From the first line to the last, restate the data exactly, leaving out the images.

== TASK INPUT ==

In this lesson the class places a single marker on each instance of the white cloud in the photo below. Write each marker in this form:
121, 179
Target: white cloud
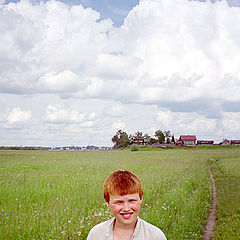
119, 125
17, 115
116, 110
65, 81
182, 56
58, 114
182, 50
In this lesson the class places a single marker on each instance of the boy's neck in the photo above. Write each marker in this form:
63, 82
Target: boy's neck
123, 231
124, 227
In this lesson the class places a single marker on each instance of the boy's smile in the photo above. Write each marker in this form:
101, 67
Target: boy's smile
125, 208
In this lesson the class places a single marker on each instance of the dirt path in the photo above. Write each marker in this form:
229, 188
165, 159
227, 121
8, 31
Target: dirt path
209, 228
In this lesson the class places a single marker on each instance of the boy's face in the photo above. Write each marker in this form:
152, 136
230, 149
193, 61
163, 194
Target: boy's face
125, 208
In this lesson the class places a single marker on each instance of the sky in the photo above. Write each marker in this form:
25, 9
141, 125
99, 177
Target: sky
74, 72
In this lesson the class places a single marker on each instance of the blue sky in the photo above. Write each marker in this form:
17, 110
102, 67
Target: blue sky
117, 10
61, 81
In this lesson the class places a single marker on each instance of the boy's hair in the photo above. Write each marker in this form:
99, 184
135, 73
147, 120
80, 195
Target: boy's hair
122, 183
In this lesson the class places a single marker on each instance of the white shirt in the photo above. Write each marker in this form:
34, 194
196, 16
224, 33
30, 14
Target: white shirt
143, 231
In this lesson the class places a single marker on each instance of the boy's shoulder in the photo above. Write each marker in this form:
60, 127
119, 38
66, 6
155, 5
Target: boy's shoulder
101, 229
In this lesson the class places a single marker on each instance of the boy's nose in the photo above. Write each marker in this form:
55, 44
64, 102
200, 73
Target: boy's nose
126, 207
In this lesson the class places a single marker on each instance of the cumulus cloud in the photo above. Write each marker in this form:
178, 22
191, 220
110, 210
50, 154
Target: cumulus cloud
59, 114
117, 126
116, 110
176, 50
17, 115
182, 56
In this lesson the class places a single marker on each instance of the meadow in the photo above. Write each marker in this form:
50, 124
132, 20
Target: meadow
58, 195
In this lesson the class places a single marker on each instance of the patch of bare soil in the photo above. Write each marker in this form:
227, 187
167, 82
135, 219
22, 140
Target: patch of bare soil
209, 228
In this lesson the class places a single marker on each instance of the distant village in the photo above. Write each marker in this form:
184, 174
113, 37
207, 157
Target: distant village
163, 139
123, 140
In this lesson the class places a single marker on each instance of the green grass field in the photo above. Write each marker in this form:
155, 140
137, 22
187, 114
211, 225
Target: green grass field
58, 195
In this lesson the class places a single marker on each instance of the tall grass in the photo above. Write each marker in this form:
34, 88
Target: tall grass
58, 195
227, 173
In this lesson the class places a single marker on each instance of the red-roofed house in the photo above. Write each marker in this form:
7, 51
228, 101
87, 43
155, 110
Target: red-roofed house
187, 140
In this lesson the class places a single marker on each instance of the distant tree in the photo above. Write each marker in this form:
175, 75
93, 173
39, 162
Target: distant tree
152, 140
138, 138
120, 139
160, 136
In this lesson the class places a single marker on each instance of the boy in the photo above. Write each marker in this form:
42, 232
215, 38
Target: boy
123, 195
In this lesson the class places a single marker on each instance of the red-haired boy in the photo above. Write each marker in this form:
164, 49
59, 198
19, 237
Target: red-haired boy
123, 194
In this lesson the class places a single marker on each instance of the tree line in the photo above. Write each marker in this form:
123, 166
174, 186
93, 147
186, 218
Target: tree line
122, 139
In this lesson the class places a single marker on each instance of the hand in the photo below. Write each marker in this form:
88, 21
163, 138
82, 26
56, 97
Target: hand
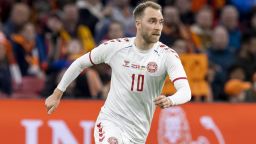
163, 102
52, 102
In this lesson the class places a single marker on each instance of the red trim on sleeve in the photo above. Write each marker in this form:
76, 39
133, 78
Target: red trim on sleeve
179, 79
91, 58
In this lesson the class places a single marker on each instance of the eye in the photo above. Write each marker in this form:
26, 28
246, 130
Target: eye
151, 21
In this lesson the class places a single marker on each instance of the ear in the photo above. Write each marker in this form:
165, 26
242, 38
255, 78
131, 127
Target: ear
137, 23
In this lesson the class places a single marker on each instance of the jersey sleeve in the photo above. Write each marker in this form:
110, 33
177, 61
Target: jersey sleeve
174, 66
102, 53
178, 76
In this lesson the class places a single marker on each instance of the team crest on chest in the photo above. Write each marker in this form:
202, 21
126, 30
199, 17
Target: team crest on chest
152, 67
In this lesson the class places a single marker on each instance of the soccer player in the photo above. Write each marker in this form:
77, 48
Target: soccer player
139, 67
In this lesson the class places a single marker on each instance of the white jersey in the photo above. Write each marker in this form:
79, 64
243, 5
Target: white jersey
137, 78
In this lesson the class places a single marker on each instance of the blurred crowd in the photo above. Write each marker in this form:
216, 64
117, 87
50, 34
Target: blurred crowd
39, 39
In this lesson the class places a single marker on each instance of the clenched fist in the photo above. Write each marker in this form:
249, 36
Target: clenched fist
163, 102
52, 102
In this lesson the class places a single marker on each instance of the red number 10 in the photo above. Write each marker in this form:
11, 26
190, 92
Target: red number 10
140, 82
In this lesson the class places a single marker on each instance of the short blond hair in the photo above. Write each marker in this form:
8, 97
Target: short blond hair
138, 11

===

● RESPONSE TO THIS EXERCISE:
In this lesson the class places a single marker on each instance of the white cloud in the photo below. Write each marker in this form:
121, 179
Target: white cloud
119, 125
17, 115
116, 110
65, 81
182, 56
58, 114
182, 50
In this lesson the class places a single marker on each instance of the boy's neck in the photo above. Write each marker in this form:
63, 82
Target: boy's neck
123, 231
124, 227
In this lesson the class places a single marker on each instance of the boy's smile in the photo above. Write each marker in this form:
101, 67
Target: boy's smile
125, 208
In this lesson the class places a single marker on each instance of the dirt path in the photo above. Write each marker in this form:
229, 188
165, 159
227, 121
8, 31
Target: dirt path
209, 228
In this lesson the class places a single marker on each instance of the boy's face in the photo above. Write each marker in this form:
152, 136
230, 149
193, 61
163, 194
Target: boy's face
125, 208
In this lesson the class places a single marker on each instance of the sky in the photo above. Write each marker in this form:
25, 9
141, 125
99, 177
Target: sky
74, 72
In this lesson the class places a single marker on each instance of the blue sky in the photo above. Write each marker in this form:
17, 110
102, 67
Target: blue sky
117, 10
61, 81
In this lesson the class places a single marker on each instance of the boy's hair in the photo above. Write each marker in this form:
99, 184
135, 73
147, 120
80, 195
Target: boy's hair
122, 183
In this lesson the class places a single marker on each instance of the white shirt in the photo above. Write each marker in this form:
34, 194
196, 16
224, 33
30, 14
Target: white shirt
143, 231
In this lesson the class places a single marker on each instance of the boy's shoulder in the photo above. Write each marker in this form:
60, 127
119, 38
66, 6
155, 5
Target: boy's shoulder
101, 229
In this lesson the class places a single marker on each instance of the boy's nose in the photo above. Write each marker in this form:
55, 44
64, 102
200, 73
Target: boy's nose
126, 207
In this lesson the class places a single marker on each instance of the cumulus cloud in the photo above. Write each marker in this form:
178, 22
191, 220
110, 210
50, 154
Target: cumulus cloud
59, 114
117, 126
116, 110
176, 50
17, 115
182, 56
In this lesson the class places a single marker on each instance of the meadow in the photo above. Write each marker in this form:
50, 124
132, 20
Target: meadow
58, 195
In this lesson the class places a single marker on each instance of the patch of bare soil in the photo above. Write each marker in this form:
227, 187
167, 82
135, 219
22, 140
Target: patch of bare soil
209, 228
In this lesson the class places a single marker on each instance of the distant village in the photo above. Write each marker in this form:
184, 174
113, 37
207, 157
Target: distant village
163, 139
123, 140
In this lesson the class places a single marker on each instance of the green grass field in the photo above. Write each marker in this form:
155, 140
137, 22
187, 114
211, 225
Target: green grass field
58, 195
In this lesson the class places a single marker on each instance of the tall grass in the photo above. Write each marker in this form:
34, 88
Target: tall grass
58, 195
227, 173
In this lesson the class places a single marker on each instance of the red-roofed house in the photo above. Write each marker in this form:
7, 51
228, 101
87, 43
155, 110
Target: red-roofed house
187, 140
In this lesson the class places a single marker on each instance of the distant tree in the photo above. Write each marker in this form:
175, 75
93, 173
39, 162
Target: distant tree
152, 140
138, 138
120, 139
160, 136
In this lesson the class places a single marker on each instance of the boy in the photo above. Write each marker in this form:
42, 232
215, 38
Target: boy
123, 195
In this lesson the class places a single marker on each instance of the red-haired boy in the photo above. Write each marker in this form:
164, 49
59, 198
19, 237
Target: red-haired boy
123, 194
In this lesson the class places a single marker on each instance of the tree line in the photo above. Write each marker in this form:
123, 166
174, 186
93, 147
186, 218
Target: tree line
122, 139
In this lesson the class places a single marker on each instance of the hand in the photo below. Write each marker in this form:
88, 21
163, 138
82, 26
56, 97
Target: hand
163, 102
52, 102
In this lesson the class places a single marker on each instance of the red trim on sleeve in the photo above. Write each marker in this form:
76, 39
133, 78
Target: red trim on sleeve
179, 79
91, 58
In this lesson the class places a single marker on each instance of the eye in the photo above. Write each marker in this form:
26, 28
246, 130
Target: eye
151, 21
In this lesson the class places a single marker on each instance of the ear in the photo above. Write each marker in this form:
165, 26
242, 38
255, 78
131, 127
Target: ear
137, 23
In this lesson the class places a single marker on each instance of the jersey sleeve in the photo above. Write each marker in this form:
110, 33
177, 61
Target: jersey sleeve
174, 66
102, 53
178, 76
In this lesson the class places a single marker on each instance of the team crest on chest in the photo above. Write each marker in this form:
202, 21
126, 30
199, 17
Target: team crest on chest
152, 67
In this lesson the class places a single marker on each instance of the soccer player in the photo above. Write each marker in this form:
77, 48
Target: soccer player
139, 67
In this lesson the class places a single marker on each instance of the white jersey in the photo above. Write each marker in this form:
79, 64
243, 5
Target: white jersey
137, 78
In this lesson the class places a single marker on each instance of the blurred crowd in the photo above. Write each marker in this form:
216, 64
117, 87
50, 34
Target: blurred crowd
39, 39
In this lesson the class places a single marker on each instance of the clenched fist in the photo above. Write each marker in this form:
249, 36
Target: clenched fist
163, 102
52, 102
In this lesson the class places a single marker on each instance of the red number 10 in the photo above. Write each marker in this form:
11, 26
190, 92
Target: red number 10
140, 82
In this lesson the class places a single marker on each instance of the short blond hair in the photo above. Write each marker in this form:
8, 97
Target: short blond hair
138, 11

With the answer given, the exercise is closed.